Problem to solve: Output the lines from the one holding "Would you mind marking the wet" to the end of the entries that follow, exactly and only those, minus any pictures.

Records from a data source
# # # # # # #

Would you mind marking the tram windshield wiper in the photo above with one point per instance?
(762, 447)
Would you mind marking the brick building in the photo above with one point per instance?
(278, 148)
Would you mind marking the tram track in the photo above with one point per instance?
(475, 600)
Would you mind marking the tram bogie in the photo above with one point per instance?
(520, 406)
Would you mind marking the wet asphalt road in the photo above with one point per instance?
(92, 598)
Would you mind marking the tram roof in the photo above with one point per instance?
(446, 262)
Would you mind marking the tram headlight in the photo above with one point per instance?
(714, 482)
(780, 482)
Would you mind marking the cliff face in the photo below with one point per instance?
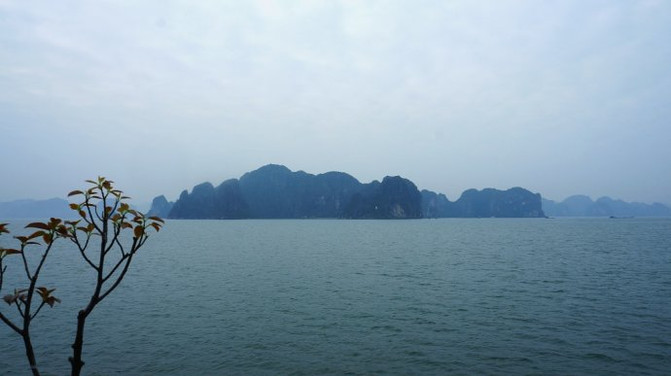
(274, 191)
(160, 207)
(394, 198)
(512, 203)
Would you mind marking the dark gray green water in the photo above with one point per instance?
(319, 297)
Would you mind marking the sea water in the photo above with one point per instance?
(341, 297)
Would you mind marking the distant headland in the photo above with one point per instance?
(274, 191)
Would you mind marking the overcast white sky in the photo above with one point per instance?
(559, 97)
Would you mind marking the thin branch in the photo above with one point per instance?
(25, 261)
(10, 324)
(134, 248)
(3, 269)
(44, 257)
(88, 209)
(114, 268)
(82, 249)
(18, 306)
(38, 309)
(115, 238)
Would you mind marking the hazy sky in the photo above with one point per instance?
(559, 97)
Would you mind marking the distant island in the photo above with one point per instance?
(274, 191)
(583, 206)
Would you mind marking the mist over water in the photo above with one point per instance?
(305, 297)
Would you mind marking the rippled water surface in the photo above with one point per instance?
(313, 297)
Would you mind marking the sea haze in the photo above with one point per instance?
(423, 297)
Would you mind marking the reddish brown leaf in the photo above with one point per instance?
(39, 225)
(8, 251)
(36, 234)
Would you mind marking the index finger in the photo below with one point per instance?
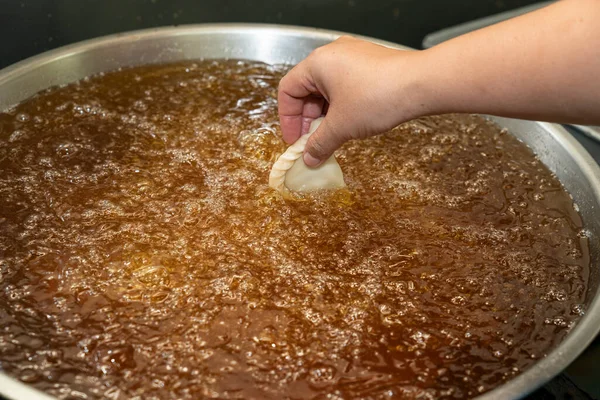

# # # # # # #

Written response:
Would you mind marking the wet asphalt road in the photo above with one point per instance?
(92, 598)
Would you mind marking the tram roof in the photo above with one point per instance?
(446, 262)
Would you mind marking the tram headlight in the photo above with one point per instance?
(714, 482)
(780, 482)
Would you mind marking the cliff face in the photo below with one point per instance?
(274, 191)
(160, 207)
(394, 198)
(512, 203)
Would you mind marking the dark gray green water in the photo above with one point per instance?
(319, 297)
Would you mind marking the sea water in the photo above with one point per instance?
(341, 297)
Would you mind marking the distant headland in the photo above with one point per instance?
(274, 191)
Would you mind marking the overcast white sky in the photo above with one point per instance?
(559, 97)
Would you mind marking the thin branch in the photo above with one point per instance?
(25, 261)
(10, 324)
(134, 248)
(3, 269)
(44, 257)
(88, 209)
(114, 268)
(82, 249)
(18, 306)
(38, 309)
(115, 238)
Would you mind marking the hazy sky in the photo above with one point per instance?
(559, 97)
Would you mind marking the distant island in the photo above with one point per instance?
(274, 191)
(583, 206)
Would you mind marking the mist over water in the photo above with one point per instance?
(305, 297)
Would you mind marking the rippled water surface in the photo above with one point per instance?
(313, 297)
Would you mind marking the sea haze in the photo above with one point per instance?
(423, 297)
Would you mind marking the reddish brown leaf in the photo above with one point per instance?
(39, 225)
(8, 251)
(36, 234)
Would you mind marking the index finger in the photo below with one point per instance?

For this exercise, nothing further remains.